Start of Excerpt

The life of an indentured worker was one of oppression and poverty and very little different from the slaves whom they replaced.  They occupied the same logies with their mud floors which the slaves had once occupied, and their water supply was from canals in which pit latrines emptied.  Their wages were very low and were often denied on one excuse or another and they laboured from dawn to dusk.  Their wages were able to barely buy them basic food;  indeed, the slaves were comparatively better fed.  If they fell ill, they were placed in the same “hospital” which accommodated slaves, which was more like a prison and where the main medication was rum in various quantities.  Only about 10 percent to 20 percent of the indentures were women, so there was little opportunity of establishing families.  Further, the culture and religions of the indentures were despised and ignored, which compelled them to do their religious and cultural activities in the evenings and on Sundays.

When conditions became overbearing, there tended to be protests involving labour disputes, but these were termed “riots” that permitted the police to use firearms.  During the period of indentureship, there were seven such big “riots” in which workers were shot and killed by the police. The last of such”riots” occurred at Enmore Estate in 1947, where seven workers were shot in their backs;  these are remembered today as the “Enmore Martyrs”.

In the 1870s, DeVoux, a former magistrate in the colony, wrote an explosive report on the conditions of the indentured workers exposing the oppressions and injustices they suffered which compelled the Imperial Government to intercede.  Reforms were gradually made and the conditions of the workers gradually improved.  There was some relief in wage disputes;  conditions in the hospitals improved; mosques and temples were permitted to be built and some Hindu and Muslim priests were allowed to practice;  and one-third of the indentures had to be women which allowed for the establishment of families.

For the next four decades, the indentures and their offspring began to create a more normal life and to positively be involved in the process of nation-building.

End of Excerpt

Work item:
Answer these questions from the excerpt on indentured workers, one per line:
1. What was the main medication in the "hospital" where sick workers were placed?
2. Where and in what year did the last of the "riots" occur?
3. After the reforms, what share of the indentures had to be women?

Start of Data for analysis

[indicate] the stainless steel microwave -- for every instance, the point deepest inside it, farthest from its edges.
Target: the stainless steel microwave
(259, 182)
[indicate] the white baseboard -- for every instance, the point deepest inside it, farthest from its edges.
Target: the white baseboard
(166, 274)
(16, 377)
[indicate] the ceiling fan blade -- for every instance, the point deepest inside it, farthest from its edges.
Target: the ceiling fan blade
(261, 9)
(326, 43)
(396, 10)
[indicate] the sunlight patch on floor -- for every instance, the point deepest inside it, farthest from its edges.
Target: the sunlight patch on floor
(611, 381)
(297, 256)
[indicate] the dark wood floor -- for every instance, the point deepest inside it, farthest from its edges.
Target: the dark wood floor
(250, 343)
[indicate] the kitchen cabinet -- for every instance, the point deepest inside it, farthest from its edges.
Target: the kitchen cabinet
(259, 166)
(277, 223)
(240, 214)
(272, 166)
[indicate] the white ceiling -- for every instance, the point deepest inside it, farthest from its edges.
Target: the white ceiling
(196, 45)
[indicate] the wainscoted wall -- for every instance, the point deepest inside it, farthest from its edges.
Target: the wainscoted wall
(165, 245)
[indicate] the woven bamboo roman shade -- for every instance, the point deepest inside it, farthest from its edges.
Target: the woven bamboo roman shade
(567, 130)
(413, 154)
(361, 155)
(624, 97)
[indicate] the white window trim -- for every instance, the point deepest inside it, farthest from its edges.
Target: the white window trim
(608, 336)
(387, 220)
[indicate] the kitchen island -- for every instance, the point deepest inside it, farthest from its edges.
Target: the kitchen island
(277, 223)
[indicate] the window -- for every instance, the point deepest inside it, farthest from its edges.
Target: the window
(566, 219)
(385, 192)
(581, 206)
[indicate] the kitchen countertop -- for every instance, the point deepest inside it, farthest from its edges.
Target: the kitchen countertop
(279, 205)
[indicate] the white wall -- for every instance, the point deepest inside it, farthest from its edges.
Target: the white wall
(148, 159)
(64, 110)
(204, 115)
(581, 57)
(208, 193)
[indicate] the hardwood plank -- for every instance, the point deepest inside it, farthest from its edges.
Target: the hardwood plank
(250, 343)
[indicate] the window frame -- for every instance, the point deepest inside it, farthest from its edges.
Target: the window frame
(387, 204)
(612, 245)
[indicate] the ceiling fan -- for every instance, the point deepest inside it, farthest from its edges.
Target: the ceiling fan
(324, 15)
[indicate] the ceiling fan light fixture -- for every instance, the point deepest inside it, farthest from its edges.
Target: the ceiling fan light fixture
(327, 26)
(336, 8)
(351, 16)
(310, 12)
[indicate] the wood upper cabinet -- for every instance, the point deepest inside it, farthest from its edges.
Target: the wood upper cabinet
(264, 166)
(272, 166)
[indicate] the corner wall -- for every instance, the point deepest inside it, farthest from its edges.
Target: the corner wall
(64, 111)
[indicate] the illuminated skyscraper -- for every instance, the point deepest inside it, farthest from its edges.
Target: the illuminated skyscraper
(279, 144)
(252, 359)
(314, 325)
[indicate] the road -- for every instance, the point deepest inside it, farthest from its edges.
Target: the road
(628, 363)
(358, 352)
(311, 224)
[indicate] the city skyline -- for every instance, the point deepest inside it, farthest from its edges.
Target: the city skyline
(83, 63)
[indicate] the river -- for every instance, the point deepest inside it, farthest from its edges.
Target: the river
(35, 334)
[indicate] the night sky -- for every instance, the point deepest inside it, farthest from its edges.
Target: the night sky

End of Data for analysis

Exercise answer:
1. Rum in various quantities.
2. At Enmore Estate, in 1947.
3. One-third.